___ Dataset

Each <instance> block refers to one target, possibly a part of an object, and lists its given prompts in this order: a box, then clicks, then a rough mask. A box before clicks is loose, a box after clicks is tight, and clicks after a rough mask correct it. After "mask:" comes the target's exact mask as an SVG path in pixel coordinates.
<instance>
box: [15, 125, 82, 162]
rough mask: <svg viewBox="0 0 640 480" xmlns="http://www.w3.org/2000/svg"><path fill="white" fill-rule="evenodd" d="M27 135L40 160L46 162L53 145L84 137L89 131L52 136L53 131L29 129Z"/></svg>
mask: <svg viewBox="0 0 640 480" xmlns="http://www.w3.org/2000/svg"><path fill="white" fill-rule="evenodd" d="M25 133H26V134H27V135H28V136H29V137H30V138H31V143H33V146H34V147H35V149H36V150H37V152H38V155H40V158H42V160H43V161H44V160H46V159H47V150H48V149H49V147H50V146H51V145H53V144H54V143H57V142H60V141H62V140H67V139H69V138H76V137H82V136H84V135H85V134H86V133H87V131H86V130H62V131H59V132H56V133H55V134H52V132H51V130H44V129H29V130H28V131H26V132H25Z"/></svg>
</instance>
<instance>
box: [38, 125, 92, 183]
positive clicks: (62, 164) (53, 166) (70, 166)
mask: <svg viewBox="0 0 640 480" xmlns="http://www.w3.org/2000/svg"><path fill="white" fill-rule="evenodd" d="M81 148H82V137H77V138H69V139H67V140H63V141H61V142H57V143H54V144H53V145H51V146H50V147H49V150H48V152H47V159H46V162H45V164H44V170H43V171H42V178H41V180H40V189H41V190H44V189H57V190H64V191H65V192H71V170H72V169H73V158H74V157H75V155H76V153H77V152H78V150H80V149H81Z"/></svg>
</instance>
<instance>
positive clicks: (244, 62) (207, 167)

______
___ Dataset

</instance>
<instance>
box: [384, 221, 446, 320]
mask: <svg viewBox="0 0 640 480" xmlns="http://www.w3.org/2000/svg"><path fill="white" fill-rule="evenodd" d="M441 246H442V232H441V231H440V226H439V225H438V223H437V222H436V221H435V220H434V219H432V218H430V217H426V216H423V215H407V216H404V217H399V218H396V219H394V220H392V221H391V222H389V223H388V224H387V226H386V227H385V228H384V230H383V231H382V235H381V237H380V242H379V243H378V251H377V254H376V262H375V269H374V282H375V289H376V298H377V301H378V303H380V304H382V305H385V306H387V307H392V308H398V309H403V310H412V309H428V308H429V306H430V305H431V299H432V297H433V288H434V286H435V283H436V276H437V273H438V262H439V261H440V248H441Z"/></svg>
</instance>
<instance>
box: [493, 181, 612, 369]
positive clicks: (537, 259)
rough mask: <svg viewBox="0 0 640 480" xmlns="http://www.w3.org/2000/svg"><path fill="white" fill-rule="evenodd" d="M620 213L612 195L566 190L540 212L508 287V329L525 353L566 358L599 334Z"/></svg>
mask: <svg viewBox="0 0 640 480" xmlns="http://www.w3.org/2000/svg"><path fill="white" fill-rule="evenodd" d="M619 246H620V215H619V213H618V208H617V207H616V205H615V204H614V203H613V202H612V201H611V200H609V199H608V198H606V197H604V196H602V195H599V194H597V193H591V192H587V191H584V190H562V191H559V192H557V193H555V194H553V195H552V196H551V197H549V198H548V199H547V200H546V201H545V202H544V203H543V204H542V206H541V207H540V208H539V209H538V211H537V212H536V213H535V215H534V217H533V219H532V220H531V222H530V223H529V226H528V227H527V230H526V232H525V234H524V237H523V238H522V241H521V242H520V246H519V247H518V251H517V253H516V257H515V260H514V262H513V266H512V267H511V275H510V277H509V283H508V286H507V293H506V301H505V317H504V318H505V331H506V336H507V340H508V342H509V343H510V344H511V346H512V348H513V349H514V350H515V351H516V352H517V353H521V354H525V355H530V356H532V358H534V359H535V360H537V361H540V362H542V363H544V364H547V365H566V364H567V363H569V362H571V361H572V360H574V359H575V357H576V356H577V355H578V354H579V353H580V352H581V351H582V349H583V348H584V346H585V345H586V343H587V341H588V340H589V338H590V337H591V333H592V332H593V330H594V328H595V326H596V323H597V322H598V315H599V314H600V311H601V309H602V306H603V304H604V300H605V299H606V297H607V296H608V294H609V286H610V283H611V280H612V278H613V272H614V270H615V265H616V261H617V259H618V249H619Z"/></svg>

______

• [Task statement] Update the part of the listing that opens with the line containing "Each <instance> block" and closes with the line containing "positive clicks: (244, 62) (207, 167)" by putting "coarse mask" wherever "rough mask" appears, keeping everything else the same. Return only those lines.

• [Your response]
Each <instance> block refers to one target, possibly a part of an object, and lists its given prompts in this order: a box, then clicks, then a coarse mask. A box before clicks is loose, a box after clicks is tight, and clicks after a coarse mask correct it. After "mask:" comes the target's exact mask as an SVG path in pixel coordinates.
<instance>
box: [15, 125, 82, 162]
coarse mask: <svg viewBox="0 0 640 480" xmlns="http://www.w3.org/2000/svg"><path fill="white" fill-rule="evenodd" d="M27 135L40 160L46 162L53 145L84 137L89 131L52 136L53 131L29 129Z"/></svg>
mask: <svg viewBox="0 0 640 480" xmlns="http://www.w3.org/2000/svg"><path fill="white" fill-rule="evenodd" d="M25 133H26V134H27V135H28V136H29V137H30V138H31V143H33V146H34V147H35V149H36V150H37V152H38V155H40V158H42V160H43V161H44V160H46V159H47V150H48V149H49V147H50V146H51V145H53V144H54V143H57V142H60V141H62V140H67V139H69V138H76V137H82V136H84V135H85V134H86V133H87V131H86V130H62V131H59V132H56V133H55V134H52V132H51V130H44V129H29V130H28V131H26V132H25Z"/></svg>
</instance>
<instance>
box: [38, 125, 92, 183]
positive clicks: (62, 164) (53, 166) (70, 166)
mask: <svg viewBox="0 0 640 480" xmlns="http://www.w3.org/2000/svg"><path fill="white" fill-rule="evenodd" d="M81 148H82V137H77V138H69V139H67V140H63V141H61V142H57V143H54V144H53V145H51V146H50V147H49V150H48V152H47V159H46V162H45V164H44V170H43V171H42V178H41V180H40V189H41V190H44V189H57V190H64V191H65V192H71V170H72V169H73V158H74V157H75V155H76V153H77V152H78V150H80V149H81Z"/></svg>
</instance>
<instance>
positive clicks: (244, 62) (207, 167)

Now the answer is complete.